# WHAT IS ASKED
Extract every line in the rows below that contains the word "target".

-------

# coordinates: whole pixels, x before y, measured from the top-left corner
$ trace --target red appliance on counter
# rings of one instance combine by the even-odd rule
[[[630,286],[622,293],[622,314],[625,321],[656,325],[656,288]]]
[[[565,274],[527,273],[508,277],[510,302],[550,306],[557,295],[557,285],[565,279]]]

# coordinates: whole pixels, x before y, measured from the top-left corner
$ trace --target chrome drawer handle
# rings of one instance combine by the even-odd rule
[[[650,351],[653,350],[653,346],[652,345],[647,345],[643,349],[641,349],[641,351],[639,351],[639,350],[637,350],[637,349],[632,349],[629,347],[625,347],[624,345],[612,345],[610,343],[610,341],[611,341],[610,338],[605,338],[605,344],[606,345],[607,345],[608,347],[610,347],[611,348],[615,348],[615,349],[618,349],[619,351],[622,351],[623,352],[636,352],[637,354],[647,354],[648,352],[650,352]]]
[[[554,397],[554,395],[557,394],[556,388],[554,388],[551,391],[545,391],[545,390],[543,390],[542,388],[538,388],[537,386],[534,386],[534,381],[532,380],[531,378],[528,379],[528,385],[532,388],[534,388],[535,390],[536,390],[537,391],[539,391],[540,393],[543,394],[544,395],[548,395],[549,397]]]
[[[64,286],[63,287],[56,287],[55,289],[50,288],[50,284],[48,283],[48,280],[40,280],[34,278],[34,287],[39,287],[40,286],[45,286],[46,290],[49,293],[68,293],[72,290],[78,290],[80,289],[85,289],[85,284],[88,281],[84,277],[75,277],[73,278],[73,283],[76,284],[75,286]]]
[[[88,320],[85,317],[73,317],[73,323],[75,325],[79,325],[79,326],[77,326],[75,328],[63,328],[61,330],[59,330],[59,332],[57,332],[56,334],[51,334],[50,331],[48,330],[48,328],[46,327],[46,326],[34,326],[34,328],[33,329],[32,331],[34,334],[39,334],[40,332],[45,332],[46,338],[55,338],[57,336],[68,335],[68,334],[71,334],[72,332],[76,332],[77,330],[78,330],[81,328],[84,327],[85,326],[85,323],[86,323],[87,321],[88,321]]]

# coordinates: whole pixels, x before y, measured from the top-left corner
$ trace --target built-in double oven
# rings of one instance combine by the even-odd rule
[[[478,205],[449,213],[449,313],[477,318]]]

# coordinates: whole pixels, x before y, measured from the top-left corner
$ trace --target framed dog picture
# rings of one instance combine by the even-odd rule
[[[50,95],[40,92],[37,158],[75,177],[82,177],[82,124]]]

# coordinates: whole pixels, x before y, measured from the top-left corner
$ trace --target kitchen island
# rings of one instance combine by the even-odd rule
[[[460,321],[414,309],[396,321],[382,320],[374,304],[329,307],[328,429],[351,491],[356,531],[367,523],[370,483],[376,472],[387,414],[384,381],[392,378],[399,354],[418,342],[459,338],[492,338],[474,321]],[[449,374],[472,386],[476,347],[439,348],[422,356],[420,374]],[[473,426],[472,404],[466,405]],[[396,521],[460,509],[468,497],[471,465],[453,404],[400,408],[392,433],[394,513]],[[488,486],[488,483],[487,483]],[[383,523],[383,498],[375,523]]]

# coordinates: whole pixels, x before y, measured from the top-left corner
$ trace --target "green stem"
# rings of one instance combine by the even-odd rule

-------

# CORRECT ANSWER
$ trace --target red appliance on counter
$ trace --target chrome drawer handle
$ trace --target built-in double oven
$ trace --target framed dog picture
$ trace --target kitchen island
$ trace --target "green stem"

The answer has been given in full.